- _WORK TO BE COMPLETED_
State how many lines in the data below contain the string "front", with uppercase and lowercase treated as distinct. Reply with the number alone.

[Excerpts of location labeling data]
^^^^^^^^^^^^^^^^

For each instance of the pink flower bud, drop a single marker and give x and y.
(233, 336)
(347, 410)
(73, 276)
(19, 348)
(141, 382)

^^^^^^^^^^^^^^^^

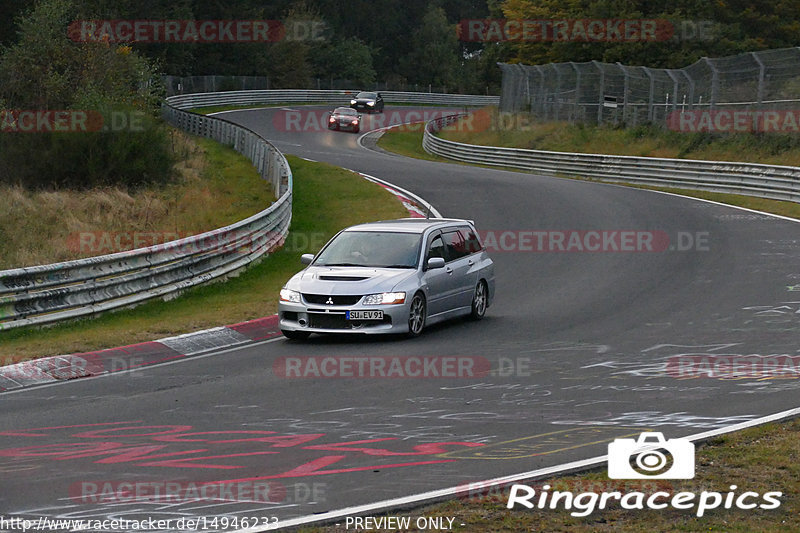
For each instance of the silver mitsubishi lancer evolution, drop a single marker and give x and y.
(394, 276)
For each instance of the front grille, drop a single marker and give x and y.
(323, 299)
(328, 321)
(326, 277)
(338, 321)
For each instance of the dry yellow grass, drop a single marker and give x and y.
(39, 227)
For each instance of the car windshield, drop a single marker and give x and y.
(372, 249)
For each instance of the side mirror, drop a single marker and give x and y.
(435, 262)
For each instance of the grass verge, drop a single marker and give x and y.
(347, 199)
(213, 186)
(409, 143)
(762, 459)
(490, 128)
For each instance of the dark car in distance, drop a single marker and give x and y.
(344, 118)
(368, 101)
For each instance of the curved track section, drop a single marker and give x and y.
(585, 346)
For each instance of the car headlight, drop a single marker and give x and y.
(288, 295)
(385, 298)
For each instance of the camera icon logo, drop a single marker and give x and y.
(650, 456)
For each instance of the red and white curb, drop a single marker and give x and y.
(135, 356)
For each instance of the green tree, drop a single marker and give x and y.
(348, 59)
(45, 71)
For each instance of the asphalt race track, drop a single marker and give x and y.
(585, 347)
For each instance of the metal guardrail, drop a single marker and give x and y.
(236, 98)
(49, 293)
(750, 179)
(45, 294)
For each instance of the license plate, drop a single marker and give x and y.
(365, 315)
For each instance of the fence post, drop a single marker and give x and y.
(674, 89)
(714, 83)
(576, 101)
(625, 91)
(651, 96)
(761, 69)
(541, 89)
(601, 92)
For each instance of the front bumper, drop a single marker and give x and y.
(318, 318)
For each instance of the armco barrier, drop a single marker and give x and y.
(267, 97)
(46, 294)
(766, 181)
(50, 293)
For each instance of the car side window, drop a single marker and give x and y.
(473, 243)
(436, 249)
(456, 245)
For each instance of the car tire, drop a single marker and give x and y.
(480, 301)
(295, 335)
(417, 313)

^^^^^^^^^^^^^^^^

- _FINISHED TASK_
2